| TASK OBJECTIVE |
Output every line of the entries from the line containing "the black arrow" through the last, exactly, with no other content.

| GIVEN RECORDS |

───

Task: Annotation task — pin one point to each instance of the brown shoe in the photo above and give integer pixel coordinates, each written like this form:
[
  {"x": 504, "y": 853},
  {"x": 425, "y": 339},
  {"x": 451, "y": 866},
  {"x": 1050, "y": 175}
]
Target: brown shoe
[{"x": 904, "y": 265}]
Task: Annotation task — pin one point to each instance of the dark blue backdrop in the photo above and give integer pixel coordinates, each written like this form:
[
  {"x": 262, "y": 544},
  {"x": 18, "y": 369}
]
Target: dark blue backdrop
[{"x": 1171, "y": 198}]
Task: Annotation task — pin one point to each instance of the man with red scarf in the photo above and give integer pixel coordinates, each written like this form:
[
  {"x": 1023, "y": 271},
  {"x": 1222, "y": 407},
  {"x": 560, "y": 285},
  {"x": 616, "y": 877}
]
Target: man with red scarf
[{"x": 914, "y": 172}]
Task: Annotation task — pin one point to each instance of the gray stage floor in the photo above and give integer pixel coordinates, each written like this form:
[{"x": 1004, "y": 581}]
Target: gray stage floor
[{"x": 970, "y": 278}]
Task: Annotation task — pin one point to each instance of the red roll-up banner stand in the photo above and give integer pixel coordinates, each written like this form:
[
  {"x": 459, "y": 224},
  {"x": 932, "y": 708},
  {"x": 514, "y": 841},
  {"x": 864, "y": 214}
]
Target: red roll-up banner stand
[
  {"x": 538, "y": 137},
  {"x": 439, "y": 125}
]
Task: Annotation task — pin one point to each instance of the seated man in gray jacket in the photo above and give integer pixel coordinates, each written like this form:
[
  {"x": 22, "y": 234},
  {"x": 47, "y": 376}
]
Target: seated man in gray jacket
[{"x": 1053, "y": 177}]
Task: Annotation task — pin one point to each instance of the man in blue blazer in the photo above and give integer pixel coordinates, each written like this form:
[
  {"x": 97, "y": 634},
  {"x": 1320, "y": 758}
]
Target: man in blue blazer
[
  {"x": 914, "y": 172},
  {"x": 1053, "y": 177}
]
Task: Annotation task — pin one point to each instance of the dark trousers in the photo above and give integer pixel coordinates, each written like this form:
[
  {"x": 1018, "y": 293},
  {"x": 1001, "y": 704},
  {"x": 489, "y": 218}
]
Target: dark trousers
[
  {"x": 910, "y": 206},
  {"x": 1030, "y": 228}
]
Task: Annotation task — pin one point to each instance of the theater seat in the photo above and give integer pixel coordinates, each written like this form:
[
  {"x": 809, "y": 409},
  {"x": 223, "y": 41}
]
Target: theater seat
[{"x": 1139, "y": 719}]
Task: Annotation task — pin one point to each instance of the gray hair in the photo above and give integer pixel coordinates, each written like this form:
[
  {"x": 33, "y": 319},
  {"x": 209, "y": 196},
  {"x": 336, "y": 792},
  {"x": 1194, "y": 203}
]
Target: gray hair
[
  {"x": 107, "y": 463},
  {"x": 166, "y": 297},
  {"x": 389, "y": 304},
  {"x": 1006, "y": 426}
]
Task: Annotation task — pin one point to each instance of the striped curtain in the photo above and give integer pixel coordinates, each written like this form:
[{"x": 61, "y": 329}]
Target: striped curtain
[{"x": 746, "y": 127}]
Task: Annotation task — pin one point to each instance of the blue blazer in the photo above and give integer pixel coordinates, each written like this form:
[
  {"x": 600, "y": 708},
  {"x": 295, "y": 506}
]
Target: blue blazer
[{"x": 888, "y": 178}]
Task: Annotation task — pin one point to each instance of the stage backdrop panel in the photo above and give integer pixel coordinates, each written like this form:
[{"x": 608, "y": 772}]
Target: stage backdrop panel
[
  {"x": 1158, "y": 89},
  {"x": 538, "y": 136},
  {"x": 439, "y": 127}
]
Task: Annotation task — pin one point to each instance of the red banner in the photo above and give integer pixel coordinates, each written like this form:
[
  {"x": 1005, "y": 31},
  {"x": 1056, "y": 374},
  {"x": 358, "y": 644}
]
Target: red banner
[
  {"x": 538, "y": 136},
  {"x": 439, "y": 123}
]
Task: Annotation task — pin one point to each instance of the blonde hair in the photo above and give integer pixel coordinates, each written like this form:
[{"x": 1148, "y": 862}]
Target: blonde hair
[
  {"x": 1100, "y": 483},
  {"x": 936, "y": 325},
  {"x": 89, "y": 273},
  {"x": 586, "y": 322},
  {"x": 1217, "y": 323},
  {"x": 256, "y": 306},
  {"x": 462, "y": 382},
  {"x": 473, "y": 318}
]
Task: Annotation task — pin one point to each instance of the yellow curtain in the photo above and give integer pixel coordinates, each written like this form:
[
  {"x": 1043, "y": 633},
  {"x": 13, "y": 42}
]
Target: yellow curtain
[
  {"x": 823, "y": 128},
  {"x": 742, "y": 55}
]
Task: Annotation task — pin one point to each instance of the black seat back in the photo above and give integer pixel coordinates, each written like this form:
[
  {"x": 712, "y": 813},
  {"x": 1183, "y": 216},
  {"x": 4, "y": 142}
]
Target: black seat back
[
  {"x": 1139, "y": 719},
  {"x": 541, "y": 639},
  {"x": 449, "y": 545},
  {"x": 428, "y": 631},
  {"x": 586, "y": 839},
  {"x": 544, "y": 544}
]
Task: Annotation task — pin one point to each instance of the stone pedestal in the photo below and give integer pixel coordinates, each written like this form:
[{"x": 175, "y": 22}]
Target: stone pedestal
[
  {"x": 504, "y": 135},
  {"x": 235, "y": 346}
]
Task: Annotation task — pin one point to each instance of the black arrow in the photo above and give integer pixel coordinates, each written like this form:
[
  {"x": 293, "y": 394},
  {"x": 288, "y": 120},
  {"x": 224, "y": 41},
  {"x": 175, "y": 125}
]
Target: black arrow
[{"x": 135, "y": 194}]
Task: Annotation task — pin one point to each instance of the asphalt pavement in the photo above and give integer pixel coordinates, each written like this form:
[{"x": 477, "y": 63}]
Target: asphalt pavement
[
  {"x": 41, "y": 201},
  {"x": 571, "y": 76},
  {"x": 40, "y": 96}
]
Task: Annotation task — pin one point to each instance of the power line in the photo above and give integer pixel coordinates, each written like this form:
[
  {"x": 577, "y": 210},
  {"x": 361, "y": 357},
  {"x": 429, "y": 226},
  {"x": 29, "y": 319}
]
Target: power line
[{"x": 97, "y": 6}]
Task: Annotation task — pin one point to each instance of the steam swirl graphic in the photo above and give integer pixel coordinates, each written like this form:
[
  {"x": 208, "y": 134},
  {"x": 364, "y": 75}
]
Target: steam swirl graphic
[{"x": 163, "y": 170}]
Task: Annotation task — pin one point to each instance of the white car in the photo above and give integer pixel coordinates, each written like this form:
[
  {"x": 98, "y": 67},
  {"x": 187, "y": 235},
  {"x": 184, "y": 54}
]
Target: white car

───

| THE COMPLETED TASK |
Task: Annotation task — pin one point to each instance of the black arrow in the photo above and give integer pixel coordinates, each written like this form:
[
  {"x": 293, "y": 394},
  {"x": 288, "y": 120},
  {"x": 224, "y": 41},
  {"x": 175, "y": 125}
]
Target: black arrow
[{"x": 135, "y": 194}]
Task: Annotation task — pin one point to each instance of the asphalt pavement in the photo above and give integer pixel coordinates, each written like this form:
[{"x": 477, "y": 63}]
Target: asphalt pavement
[
  {"x": 41, "y": 201},
  {"x": 571, "y": 76},
  {"x": 40, "y": 96}
]
Task: Annotation task — pin one point to each instance of the power line in the photo above and give integer pixel coordinates, each written like this form:
[
  {"x": 577, "y": 210},
  {"x": 361, "y": 357},
  {"x": 429, "y": 226},
  {"x": 29, "y": 319}
]
Target: power line
[{"x": 97, "y": 6}]
Task: Annotation task — pin one point to each instance of the steam swirl graphic in the photo above and give integer pixel coordinates, each written like this form:
[
  {"x": 208, "y": 134},
  {"x": 364, "y": 75}
]
Target: steam swirl graphic
[{"x": 163, "y": 170}]
Task: Annotation task — pin one point to each instance of the white car in the photo above and give integer pixel coordinates, each written like this form:
[
  {"x": 98, "y": 67},
  {"x": 187, "y": 235},
  {"x": 184, "y": 54}
]
Target: white car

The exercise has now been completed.